[Saved data entries]
[Start of section]

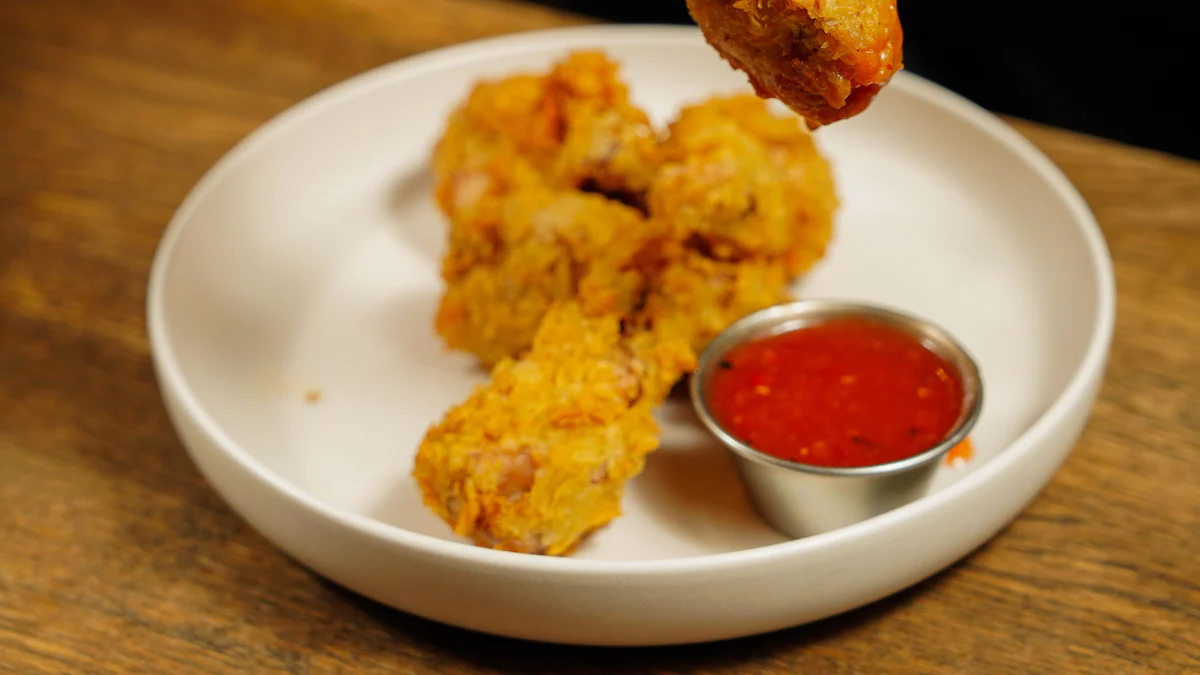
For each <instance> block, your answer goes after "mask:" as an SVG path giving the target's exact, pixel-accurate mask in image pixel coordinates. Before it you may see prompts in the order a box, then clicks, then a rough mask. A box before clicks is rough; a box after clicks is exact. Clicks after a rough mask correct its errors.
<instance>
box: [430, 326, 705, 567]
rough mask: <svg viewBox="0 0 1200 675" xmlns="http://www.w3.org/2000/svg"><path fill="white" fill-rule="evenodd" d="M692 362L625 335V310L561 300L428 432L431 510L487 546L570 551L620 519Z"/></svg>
mask: <svg viewBox="0 0 1200 675" xmlns="http://www.w3.org/2000/svg"><path fill="white" fill-rule="evenodd" d="M692 366H694V354H692V352H691V350H689V348H688V346H686V345H684V344H682V342H678V341H676V342H672V341H660V340H658V339H656V337H653V336H650V335H649V334H641V335H637V336H634V337H625V336H623V335H622V331H620V318H619V315H616V313H610V315H604V316H599V317H592V316H587V315H586V313H584V311H583V310H582V309H581V306H580V305H578V304H576V303H564V304H556V305H554V306H553V307H552V309H551V310H550V311H548V312H547V313H546V317H545V319H544V321H542V323H541V325H540V327H539V329H538V333H536V336H535V339H534V342H533V347H532V350H530V351H529V353H528V354H526V356H524V357H523V358H521V359H520V360H512V359H505V360H503V362H500V363H499V364H498V365H497V366H496V369H494V370H493V371H492V378H491V381H490V382H488V383H486V384H482V386H480V387H479V388H478V389H476V390H475V392H474V393H473V394H472V395H470V398H468V399H467V400H466V401H464V402H462V404H460V405H458V406H456V407H455V408H452V410H451V411H450V412H449V413H448V414H446V416H445V418H443V419H442V422H439V423H438V424H437V425H434V426H433V428H431V429H430V431H428V434H427V435H426V436H425V440H424V441H422V443H421V446H420V449H419V450H418V454H416V461H415V466H414V471H413V474H414V477H415V478H416V480H418V483H419V484H420V486H421V490H422V494H424V496H425V503H426V504H427V506H428V507H430V508H431V509H432V510H433V512H434V513H437V514H438V515H439V516H442V518H443V519H444V520H445V521H446V522H448V524H450V525H451V526H452V527H454V530H455V532H456V533H458V534H460V536H463V537H470V538H473V539H474V540H475V543H476V544H479V545H484V546H491V548H496V549H503V550H510V551H518V552H533V554H547V555H565V554H569V552H570V551H571V550H572V549H574V548H575V546H576V545H577V544H578V543H580V542H581V540H582V538H583V537H584V536H587V534H588V533H589V532H592V531H593V530H595V528H598V527H600V526H602V525H605V524H607V522H608V521H610V520H612V519H613V518H616V516H617V515H618V514H619V513H620V497H622V494H623V491H624V485H625V483H626V482H628V480H629V478H631V477H634V476H636V474H637V473H638V472H641V470H642V466H643V462H644V458H646V454H647V453H649V452H650V450H653V449H655V448H656V447H658V442H659V441H658V435H659V430H658V425H656V423H655V422H654V417H653V411H654V408H655V407H656V406H658V405H660V404H661V402H662V401H664V399H665V398H666V395H667V393H668V392H670V389H671V386H672V384H673V383H674V382H676V380H678V378H679V376H680V375H682V374H683V372H684V371H686V370H690V369H691V368H692Z"/></svg>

[End of section]

Exercise brief> Render the records as a numbered list, starting at the beginning of the records and ending at the line that contains "rough mask: <svg". Leave out blank lines and pictures.

Your solution>
1. For each <instance> block, your answer goes after "mask:" as an SVG path giving the target's exact, pixel-accurate mask in image pixel coordinates. Before it you may see prompts in the order a box, then clicks, then a rough mask. A box before clicks is rough; a box after clicks is exact. Clicks after a rough mask correct its errors.
2. <instance>
3. box: [430, 326, 705, 567]
4. rough mask: <svg viewBox="0 0 1200 675" xmlns="http://www.w3.org/2000/svg"><path fill="white" fill-rule="evenodd" d="M692 362L625 335V310L561 300L428 432L431 510L487 546L570 551L620 519Z"/></svg>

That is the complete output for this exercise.